### Work to do
Format the lines from the one containing "indicate the tree line, one dot per instance" through the end of the material, inclusive, as a Markdown table with the columns Row and Line, omitting any blank lines.

### Data supplied

★ ★ ★

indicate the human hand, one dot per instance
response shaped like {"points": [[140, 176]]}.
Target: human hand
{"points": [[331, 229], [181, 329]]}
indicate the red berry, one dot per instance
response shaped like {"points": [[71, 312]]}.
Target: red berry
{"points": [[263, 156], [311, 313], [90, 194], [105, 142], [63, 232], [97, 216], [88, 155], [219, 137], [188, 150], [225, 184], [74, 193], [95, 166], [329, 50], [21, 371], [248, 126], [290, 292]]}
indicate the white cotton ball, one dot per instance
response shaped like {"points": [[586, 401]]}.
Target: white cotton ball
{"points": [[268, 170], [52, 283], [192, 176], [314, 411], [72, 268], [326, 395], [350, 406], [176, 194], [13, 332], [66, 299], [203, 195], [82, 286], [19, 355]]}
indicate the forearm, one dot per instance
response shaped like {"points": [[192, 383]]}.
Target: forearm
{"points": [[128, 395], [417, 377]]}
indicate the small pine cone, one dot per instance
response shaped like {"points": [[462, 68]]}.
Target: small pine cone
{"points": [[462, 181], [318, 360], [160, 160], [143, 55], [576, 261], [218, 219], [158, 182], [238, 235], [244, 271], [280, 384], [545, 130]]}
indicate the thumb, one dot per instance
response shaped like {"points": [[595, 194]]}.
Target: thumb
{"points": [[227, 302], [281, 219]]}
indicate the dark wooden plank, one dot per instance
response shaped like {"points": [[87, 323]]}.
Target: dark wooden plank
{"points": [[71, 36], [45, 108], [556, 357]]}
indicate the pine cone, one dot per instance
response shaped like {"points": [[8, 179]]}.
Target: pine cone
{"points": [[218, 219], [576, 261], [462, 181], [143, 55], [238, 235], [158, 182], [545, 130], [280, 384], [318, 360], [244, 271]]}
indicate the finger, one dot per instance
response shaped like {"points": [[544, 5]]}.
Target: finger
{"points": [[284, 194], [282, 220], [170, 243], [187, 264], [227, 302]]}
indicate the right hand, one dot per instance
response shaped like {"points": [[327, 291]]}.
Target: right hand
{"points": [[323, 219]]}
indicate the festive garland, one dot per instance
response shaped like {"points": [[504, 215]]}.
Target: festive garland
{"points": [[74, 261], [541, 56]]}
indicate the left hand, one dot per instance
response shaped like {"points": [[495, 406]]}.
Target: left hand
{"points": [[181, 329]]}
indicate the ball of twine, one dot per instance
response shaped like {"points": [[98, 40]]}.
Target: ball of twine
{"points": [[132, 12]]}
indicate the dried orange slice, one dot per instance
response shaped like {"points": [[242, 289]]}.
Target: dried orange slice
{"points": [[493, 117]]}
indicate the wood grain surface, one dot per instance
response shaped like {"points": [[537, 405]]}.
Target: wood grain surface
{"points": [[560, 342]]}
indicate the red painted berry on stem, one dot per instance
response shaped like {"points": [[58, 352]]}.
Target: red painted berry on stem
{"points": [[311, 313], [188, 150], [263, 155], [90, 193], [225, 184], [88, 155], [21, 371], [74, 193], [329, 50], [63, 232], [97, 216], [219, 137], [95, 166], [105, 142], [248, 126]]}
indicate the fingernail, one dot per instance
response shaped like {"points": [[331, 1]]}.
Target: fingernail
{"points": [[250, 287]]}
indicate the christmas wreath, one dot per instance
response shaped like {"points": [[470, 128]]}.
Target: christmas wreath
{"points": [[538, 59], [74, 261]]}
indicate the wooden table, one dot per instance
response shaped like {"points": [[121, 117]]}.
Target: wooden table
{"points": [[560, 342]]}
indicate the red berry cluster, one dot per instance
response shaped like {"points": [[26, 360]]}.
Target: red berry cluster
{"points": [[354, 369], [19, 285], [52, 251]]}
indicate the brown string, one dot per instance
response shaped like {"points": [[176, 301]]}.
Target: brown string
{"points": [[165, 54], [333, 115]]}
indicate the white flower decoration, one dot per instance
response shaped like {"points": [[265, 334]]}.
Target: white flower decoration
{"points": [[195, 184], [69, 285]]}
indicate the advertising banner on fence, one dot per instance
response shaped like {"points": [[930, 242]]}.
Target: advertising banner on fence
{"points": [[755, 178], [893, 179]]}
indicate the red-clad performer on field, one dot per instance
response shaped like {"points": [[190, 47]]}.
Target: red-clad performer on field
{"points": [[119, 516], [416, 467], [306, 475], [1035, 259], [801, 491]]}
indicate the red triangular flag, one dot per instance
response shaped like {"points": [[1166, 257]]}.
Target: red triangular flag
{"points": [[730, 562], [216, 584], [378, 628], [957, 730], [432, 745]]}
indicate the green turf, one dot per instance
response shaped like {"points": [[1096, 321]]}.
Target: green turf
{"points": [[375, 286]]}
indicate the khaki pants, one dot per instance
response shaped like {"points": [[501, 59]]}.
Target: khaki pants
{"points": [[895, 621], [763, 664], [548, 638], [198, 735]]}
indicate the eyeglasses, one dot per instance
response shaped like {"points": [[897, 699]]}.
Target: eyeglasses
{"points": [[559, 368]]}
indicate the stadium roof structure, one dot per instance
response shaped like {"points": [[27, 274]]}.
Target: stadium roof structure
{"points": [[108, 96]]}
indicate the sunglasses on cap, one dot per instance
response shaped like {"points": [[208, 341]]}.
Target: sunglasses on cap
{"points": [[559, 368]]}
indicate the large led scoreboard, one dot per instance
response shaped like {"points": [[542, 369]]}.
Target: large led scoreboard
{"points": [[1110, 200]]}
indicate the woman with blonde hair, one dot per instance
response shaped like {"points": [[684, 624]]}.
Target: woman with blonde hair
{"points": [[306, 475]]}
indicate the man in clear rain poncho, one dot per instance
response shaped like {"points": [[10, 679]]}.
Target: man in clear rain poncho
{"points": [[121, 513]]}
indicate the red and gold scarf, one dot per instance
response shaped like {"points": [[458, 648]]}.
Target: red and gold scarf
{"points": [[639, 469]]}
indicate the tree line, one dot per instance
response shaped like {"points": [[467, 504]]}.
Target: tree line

★ ★ ★

### Exercise result
| Row | Line |
|---|---|
| 1 | indicate the tree line, one dot per instance |
| 2 | response shaped like {"points": [[467, 504]]}. |
| 3 | Target: tree line |